* Begin INFORMATION SHOWN *

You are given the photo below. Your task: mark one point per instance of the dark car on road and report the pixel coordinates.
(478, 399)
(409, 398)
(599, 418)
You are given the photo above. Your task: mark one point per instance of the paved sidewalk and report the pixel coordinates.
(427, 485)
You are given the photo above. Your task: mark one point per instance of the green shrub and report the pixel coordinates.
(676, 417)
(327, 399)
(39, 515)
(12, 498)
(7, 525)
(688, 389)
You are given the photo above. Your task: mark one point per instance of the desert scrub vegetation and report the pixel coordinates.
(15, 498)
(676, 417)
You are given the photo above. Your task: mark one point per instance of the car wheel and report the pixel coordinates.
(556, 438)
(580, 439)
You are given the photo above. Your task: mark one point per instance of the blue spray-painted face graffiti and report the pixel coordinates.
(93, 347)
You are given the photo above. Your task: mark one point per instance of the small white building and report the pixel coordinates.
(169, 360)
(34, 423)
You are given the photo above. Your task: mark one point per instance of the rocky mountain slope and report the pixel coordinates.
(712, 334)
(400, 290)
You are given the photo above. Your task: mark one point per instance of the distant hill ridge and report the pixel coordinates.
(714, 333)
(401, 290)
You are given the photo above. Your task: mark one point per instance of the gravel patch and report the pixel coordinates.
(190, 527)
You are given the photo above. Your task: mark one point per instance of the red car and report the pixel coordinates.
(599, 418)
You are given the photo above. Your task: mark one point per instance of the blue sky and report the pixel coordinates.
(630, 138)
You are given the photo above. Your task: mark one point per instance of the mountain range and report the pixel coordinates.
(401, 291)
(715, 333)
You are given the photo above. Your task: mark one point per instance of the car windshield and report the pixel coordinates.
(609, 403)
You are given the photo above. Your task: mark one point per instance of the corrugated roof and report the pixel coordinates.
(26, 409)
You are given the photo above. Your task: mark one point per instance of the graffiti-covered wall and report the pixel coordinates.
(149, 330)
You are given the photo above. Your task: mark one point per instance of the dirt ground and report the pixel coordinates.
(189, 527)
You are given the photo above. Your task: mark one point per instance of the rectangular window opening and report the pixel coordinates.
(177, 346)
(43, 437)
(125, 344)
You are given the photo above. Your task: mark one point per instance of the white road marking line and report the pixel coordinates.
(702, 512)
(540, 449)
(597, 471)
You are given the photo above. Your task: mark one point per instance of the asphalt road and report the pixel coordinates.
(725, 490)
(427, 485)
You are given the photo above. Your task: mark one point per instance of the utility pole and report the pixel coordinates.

* End INFORMATION SHOWN *

WRITTEN PROBLEM
Restate every entry word for word.

RESPONSE FOR THIS EXERCISE
You are given the photo below. Your task: mark one point per instance of the dark car on road and report the pixel coordinates.
(478, 399)
(409, 398)
(599, 418)
You are given the photo above. Your task: mark one point per instance of the paved sidewalk and report the pixel coordinates.
(427, 485)
You are given the photo above. Your task: mark one point per instance of the green shrub and report the pixel coordinates.
(676, 417)
(327, 399)
(39, 515)
(12, 498)
(7, 525)
(688, 389)
You are given the photo above. Your task: mark one point per instance of the desert scrub vegetation and report the pixel coordinates.
(15, 498)
(676, 417)
You are given the photo above. Your task: mark one point per instance of the car wheel and report the pixel coordinates.
(556, 438)
(580, 439)
You are given the photo above. Your task: mark one point per instance of the blue spray-painted face graffiti and report the pixel coordinates.
(93, 347)
You are given the photo above. Your task: mark one point per instance of the small white building and report the pixel coordinates.
(169, 360)
(34, 423)
You are given the photo above. Your task: mark one point per instance of the rocky mountain slope and report the pixel coordinates.
(712, 334)
(400, 290)
You are given the photo above. Your task: mark one point per instance of the distant hill ridge and report the pixel coordinates.
(714, 333)
(401, 290)
You are given the photo above. Your task: mark one point per instance of the gravel patch and report the pixel coordinates.
(190, 527)
You are given the photo above. Your task: mark one point per instance of the red car and report the pixel coordinates.
(599, 418)
You are given the photo above. Your task: mark one point per instance of the blue sky and report the pixel coordinates.
(630, 138)
You are given the photo above. Your task: mark one point per instance of the mountain range and report the pixel coordinates.
(401, 291)
(715, 333)
You are given the photo above. Your task: mark one point per instance of the car windshield and report the pixel coordinates.
(609, 403)
You are given the photo above. Your task: mark one point per instance of the corrugated roof and report the pixel coordinates.
(26, 409)
You are given the photo above. Your task: mark one point per instance of the graffiti-covered wall and report the pixel coordinates.
(149, 330)
You are given the photo above. Your task: mark one point per instance of the dirt ground and report the pixel coordinates.
(189, 527)
You are given the photo above. Your task: mark one point per instance of the rectangular window opening and report the pixel coordinates.
(177, 346)
(43, 437)
(125, 344)
You are given the photo above. Your task: mark one point per instance of the white road marking line and report the pixel coordinates.
(702, 512)
(540, 449)
(597, 471)
You are given the photo above. Your task: mark one point per instance of the asphalt road and report the pixel coordinates.
(725, 490)
(427, 485)
You are given the photo above. Your task: mark one point per instance of the utility pole and report the pixel coordinates.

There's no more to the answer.